= EXCERPT TO READ =
Add support for pre-compiling cached SkSL shaders

The client can do a test run of their application with
a persistent cache set to SkSL mode. They store the key
and data blobs that are produced.

Ship those blobs with the application. At startup, call
GrContext::precompileShader for each key/data pair. This
compiles the shaders, and stores the GL program ID, plus
a small amount of metadata in our runtime program cache.

Caveats:
* Currently only implemented for the GL backend. Other
  backends will require more metadata to do any useful
  amount of work. Metal may need a more drastic workflow
  change, involving offline compilation of the shaders.
* Currently only implemented for cached SkSL (not GLSL
  or program binaries). Supporting other formats again
  requires more metadata, and the cached shaders become
  increasingly specialized to GPU and driver versions.

= WHAT IS NEEDED =
Reproduce the part of the commit description that begins at the words "Add support for" and stops after the words "runtime program cache.", word for word. You won't need the records for any of this.

= EXCERPTED RECORDS =
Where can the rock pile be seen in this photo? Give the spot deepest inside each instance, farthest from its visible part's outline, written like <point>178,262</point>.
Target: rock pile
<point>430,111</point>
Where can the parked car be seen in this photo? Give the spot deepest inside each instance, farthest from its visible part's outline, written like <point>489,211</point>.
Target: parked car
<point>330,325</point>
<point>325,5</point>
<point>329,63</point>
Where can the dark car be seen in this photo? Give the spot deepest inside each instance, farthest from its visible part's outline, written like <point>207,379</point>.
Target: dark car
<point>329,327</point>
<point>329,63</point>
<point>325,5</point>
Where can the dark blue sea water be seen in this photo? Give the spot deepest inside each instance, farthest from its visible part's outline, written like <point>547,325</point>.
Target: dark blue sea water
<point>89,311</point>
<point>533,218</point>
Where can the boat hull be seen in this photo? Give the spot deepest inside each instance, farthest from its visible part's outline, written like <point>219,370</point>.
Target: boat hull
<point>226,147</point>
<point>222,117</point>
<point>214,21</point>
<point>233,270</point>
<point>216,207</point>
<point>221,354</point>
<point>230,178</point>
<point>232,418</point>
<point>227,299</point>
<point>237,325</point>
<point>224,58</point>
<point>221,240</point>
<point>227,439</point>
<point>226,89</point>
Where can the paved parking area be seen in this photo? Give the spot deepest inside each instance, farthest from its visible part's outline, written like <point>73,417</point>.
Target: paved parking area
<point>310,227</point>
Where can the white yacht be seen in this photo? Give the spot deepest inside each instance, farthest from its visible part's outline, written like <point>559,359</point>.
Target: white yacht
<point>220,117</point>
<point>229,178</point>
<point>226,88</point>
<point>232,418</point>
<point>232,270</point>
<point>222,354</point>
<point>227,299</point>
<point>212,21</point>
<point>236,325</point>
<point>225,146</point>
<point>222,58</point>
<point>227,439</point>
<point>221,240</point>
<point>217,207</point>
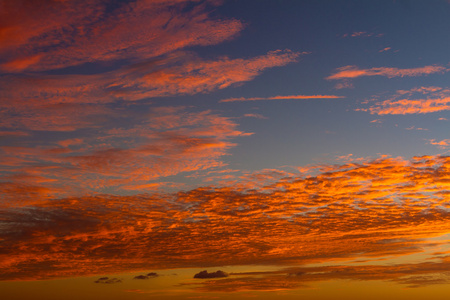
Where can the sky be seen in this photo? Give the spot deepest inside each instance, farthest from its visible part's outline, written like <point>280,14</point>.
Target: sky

= EXPECTED ANSWER =
Add support for pre-compiling cached SkSL shaders

The client can do a test run of their application with
a persistent cache set to SkSL mode. They store the key
and data blobs that are produced.

Ship those blobs with the application. At startup, call
GrContext::precompileShader for each key/data pair. This
compiles the shaders, and stores the GL program ID, plus
a small amount of metadata in our runtime program cache.